Image point grounding data:

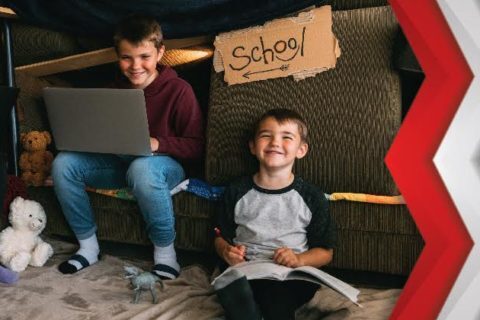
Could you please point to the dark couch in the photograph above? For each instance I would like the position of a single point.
(353, 112)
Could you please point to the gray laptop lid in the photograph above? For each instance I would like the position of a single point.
(98, 120)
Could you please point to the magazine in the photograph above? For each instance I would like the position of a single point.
(267, 269)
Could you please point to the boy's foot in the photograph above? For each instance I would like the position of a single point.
(75, 263)
(165, 272)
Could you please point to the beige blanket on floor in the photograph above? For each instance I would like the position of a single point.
(100, 292)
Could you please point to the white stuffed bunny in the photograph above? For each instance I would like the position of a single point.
(20, 244)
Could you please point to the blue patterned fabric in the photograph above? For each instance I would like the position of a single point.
(179, 19)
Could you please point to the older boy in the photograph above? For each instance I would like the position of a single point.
(176, 131)
(273, 215)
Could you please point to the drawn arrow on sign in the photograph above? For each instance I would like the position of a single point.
(282, 68)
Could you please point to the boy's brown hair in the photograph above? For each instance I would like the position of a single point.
(282, 115)
(137, 28)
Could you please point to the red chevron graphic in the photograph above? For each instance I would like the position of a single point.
(410, 160)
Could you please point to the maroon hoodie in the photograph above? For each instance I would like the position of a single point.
(174, 116)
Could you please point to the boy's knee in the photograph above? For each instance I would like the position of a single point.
(62, 164)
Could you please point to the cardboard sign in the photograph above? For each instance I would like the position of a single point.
(300, 46)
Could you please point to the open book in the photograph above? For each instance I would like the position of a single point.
(267, 269)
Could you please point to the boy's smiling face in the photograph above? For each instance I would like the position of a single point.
(139, 62)
(277, 145)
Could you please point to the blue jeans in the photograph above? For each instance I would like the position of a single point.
(150, 179)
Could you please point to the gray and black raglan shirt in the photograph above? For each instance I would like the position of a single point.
(264, 220)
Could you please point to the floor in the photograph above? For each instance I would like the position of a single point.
(374, 280)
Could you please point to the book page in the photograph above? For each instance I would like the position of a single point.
(267, 269)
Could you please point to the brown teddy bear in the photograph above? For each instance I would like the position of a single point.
(35, 160)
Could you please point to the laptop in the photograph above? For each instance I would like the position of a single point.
(98, 120)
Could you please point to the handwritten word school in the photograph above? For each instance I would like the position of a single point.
(282, 50)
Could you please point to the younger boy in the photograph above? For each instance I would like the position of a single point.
(176, 132)
(273, 215)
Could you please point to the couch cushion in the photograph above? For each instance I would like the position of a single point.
(353, 111)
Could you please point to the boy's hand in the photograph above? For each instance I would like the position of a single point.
(234, 254)
(154, 144)
(286, 257)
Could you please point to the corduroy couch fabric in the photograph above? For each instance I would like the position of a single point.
(353, 113)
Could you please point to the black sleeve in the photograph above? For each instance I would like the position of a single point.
(225, 222)
(321, 232)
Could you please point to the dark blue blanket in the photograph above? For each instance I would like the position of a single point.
(179, 19)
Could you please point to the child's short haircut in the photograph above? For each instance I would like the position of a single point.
(137, 28)
(282, 115)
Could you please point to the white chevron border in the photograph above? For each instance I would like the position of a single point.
(457, 159)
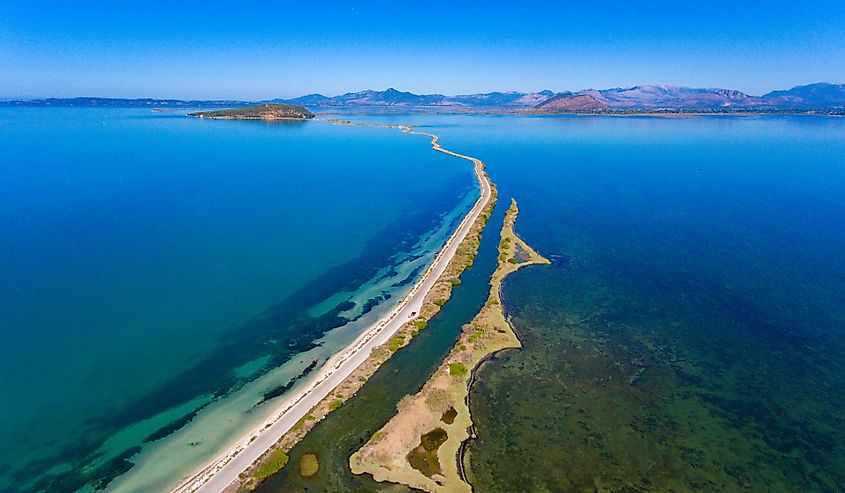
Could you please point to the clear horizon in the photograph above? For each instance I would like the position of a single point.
(265, 51)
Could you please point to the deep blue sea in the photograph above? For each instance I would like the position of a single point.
(689, 335)
(165, 279)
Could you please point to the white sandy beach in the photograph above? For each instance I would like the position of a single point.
(225, 469)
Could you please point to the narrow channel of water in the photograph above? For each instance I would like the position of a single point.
(347, 429)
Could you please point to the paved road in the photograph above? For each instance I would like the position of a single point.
(224, 471)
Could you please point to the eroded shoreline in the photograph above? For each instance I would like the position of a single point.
(349, 368)
(403, 450)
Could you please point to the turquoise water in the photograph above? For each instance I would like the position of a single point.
(690, 334)
(159, 271)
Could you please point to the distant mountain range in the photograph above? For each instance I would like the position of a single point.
(814, 97)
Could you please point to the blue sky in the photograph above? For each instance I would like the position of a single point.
(254, 50)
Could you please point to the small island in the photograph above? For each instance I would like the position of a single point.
(259, 112)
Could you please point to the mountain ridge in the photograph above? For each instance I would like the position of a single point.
(820, 96)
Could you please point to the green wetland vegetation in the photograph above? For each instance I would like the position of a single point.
(345, 430)
(689, 334)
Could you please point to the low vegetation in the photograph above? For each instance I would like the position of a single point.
(277, 461)
(259, 112)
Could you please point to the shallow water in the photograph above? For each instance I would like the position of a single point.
(159, 271)
(690, 335)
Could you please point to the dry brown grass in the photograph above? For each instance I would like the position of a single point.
(385, 458)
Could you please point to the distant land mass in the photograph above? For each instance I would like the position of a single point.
(819, 97)
(269, 111)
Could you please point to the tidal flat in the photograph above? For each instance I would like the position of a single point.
(690, 333)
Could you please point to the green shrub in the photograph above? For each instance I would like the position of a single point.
(458, 369)
(278, 460)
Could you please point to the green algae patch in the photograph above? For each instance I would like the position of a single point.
(449, 416)
(458, 369)
(430, 465)
(277, 461)
(308, 465)
(424, 457)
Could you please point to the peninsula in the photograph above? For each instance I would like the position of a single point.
(421, 446)
(261, 452)
(270, 111)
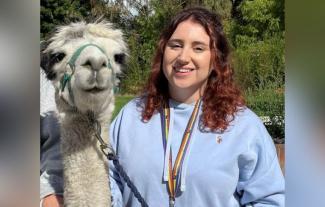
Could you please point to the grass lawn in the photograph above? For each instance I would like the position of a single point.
(120, 101)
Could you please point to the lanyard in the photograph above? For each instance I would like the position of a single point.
(174, 172)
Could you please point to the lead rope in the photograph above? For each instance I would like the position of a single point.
(108, 151)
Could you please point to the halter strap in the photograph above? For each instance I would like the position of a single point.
(66, 78)
(174, 171)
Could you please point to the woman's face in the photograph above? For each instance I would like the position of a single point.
(187, 58)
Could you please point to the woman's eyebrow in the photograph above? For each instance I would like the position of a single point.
(199, 43)
(175, 40)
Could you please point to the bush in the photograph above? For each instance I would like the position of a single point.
(269, 105)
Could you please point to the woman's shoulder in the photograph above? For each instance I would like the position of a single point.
(245, 115)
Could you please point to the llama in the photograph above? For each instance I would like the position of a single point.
(82, 61)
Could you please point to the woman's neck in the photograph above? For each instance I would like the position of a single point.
(187, 96)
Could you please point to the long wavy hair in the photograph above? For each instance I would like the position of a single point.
(221, 98)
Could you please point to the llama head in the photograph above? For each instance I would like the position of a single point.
(82, 61)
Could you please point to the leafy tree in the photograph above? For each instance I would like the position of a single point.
(58, 12)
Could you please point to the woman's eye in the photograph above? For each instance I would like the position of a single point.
(175, 46)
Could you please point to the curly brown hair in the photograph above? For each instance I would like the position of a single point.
(221, 97)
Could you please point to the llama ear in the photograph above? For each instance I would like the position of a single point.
(46, 65)
(120, 58)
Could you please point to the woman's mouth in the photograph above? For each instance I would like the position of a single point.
(183, 70)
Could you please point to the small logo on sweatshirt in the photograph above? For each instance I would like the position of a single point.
(219, 139)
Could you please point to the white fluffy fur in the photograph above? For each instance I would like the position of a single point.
(85, 168)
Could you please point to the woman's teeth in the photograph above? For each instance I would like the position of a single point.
(183, 70)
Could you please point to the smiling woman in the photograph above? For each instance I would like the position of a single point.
(187, 61)
(189, 139)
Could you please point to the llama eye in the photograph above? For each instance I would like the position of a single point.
(87, 63)
(119, 58)
(57, 57)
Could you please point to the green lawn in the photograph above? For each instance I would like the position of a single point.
(120, 101)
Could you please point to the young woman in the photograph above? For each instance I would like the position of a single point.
(189, 140)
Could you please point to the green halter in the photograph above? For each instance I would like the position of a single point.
(66, 78)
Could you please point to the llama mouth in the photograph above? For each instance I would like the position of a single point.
(95, 90)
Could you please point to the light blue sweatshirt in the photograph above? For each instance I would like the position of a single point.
(236, 168)
(241, 169)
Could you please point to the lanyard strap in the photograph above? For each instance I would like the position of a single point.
(174, 172)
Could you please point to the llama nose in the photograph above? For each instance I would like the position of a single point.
(96, 63)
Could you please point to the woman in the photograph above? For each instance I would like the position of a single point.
(189, 140)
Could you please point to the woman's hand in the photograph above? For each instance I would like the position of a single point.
(52, 201)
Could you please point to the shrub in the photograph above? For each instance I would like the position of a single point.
(269, 105)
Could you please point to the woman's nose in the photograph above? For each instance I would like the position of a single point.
(184, 56)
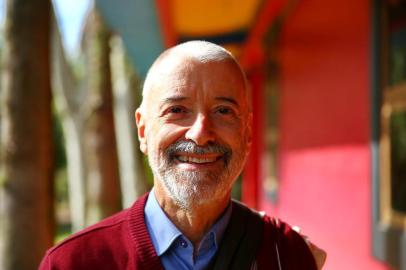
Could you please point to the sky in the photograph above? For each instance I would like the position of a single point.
(70, 15)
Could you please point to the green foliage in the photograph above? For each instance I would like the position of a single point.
(59, 142)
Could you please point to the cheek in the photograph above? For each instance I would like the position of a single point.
(161, 136)
(232, 134)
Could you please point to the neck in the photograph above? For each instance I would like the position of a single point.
(195, 221)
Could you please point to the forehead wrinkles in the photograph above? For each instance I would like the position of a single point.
(173, 73)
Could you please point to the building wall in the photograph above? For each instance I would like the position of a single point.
(324, 118)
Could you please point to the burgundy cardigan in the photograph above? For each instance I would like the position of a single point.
(122, 242)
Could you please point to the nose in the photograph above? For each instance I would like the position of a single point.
(200, 131)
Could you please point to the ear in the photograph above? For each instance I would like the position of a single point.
(140, 121)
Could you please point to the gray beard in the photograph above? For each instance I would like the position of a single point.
(189, 189)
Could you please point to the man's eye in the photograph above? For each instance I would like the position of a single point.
(176, 109)
(224, 110)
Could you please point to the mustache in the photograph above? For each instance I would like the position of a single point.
(192, 148)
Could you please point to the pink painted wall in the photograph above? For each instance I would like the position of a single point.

Description of the task: Starting at the line that contains "Could you please point to the ear", write out every line to the end of the entries, exactly as given.

Finished task:
Could you please point to the ear in the photograph above? For each instance I would like the position of a single point.
(140, 121)
Could you please point to the gray beard in the photograph above? For each instance I would like the position of a single point.
(189, 189)
Could you please point to the man's eye in the photograph above? For each instance I would like the position of a single point.
(176, 109)
(224, 110)
Could you please point to the mustache in the photograph above? For each instance I would like the position of a single point.
(192, 148)
Could you please point to the pink painted wall in the photograph above? For each instance I would like the position of a single point.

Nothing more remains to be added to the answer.